Hoe vulde je je dagen in Namibië?
‘De meesten trekken naar Namibië om er de wilde dieren te verzorgen: een verstoten leeuwwelp opvoeden zodat het in de wildernis kan overleven, een giraf met een gebroken poot helpen... Ik gaf voornamelijk Engelse les aan de kinderen in het dorpsschooltje. Mijn dag startte om 6u30, waarna ik ontbeet. Van 8u tot 15u stond ik dan vooraan het klaslokaal. Het was waanzinnig hoe vlot het contact met die kleintjes verliep. De liefde en dankbaarheid die je van hen terugkrijgt, is onwaarschijnlijk.’
‘Tijdens mijn verblijf ben ik ook nog naar twee andere organisaties gegaan, wat verder van de hoofdstad Windhoek. Ik wilde zoveel mogelijk van het land zien en ervaringen opdoen. Zo heb ik een week in een ziekenhuis gewerkt waar ik mensen met hiv, tbc of corona hielp. Al is “ziekenhuis” een groot woord. Het was een simpel huisje onderverdeeld in twee kamers waar ik dan hun bloeddruk, koorts en gewicht controleerde. Twee keer per week kookten we ook voor de mensen uit het dorp. Op het menu: pasta met een saus op basis van instantsoep die dan aangelengd werd met bouillon van beenderen. Niet echt smaakvol eten, en toch stonden mensen er volop voor in de rij aan te schuiven. Op blote voeten en met een lege plastic cola fles dat dan als bord fungeerde. Dat was echt hartverscheurend om zien. Je beseft dan pas dat ze werkelijk niks hebben.’
Voelde je je soms schuldig dat jij het zo goed hebt?
‘Goh niet echt, omdat onze werelden gewoon mijlenver uit elkaar liggen. Wij leven in een wereld waar alles heel snel vervangbaar is, maar zo zit de Westerse samenleving nu eenmaal in elkaar. Omgekeerd zouden zij ook leven naar hoe de wereld in elkaar zit. Wel voelde ik me soms lastig als ze naar mijn uurwerk keken, omdat je dan beseft dat het prijskaartje daarvan waarschijnlijk gelijk staat aan hun jaarloon. Dat neemt niet weg dat het goed was om daarmee geconfronteerd te worden en te beseffen dat anderen het veel slechter hebben. Zeker voor mij die, let’s be honest, door mijn job in een glamoureuze wereld leeft.’
Je kreeg dus niet spontaan de drang om de inhoud van je koffer achter te laten?

■ Gegevens hieronder:

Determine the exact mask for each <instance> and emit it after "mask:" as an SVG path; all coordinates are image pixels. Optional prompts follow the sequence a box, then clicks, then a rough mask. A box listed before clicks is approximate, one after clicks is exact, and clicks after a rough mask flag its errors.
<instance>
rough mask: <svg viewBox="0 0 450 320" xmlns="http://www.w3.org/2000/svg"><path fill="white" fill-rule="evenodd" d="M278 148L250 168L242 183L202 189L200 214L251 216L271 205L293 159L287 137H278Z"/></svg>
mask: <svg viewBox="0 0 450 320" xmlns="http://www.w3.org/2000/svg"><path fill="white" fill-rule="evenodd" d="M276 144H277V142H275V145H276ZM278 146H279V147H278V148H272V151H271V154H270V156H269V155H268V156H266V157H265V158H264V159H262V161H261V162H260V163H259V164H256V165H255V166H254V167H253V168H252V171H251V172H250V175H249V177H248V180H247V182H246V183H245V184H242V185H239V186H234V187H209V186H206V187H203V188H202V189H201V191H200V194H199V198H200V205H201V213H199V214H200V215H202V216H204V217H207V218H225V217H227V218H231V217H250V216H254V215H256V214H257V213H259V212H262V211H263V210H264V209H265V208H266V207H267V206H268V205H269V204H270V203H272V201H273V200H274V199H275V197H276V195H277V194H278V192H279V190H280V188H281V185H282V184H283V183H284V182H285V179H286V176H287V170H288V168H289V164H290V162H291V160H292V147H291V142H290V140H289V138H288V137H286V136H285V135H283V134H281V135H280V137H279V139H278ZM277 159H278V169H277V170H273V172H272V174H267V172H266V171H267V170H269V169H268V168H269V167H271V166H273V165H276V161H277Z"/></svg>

■ Jouw opdracht: Zet alsjeblieft alle vragen die in het bronfragment over Namibië aan de geïnterviewde worden gesteld woordelijk en in volgorde onder elkaar. Het materiaal is afkomstig uit een andere bron dan het bronfragment.

■ Verwachte uitvoer:
- Hoe vulde je je dagen in Namibië?
- Voelde je je soms schuldig dat jij het zo goed hebt?
- Je kreeg dus niet spontaan de drang om de inhoud van je koffer achter te laten?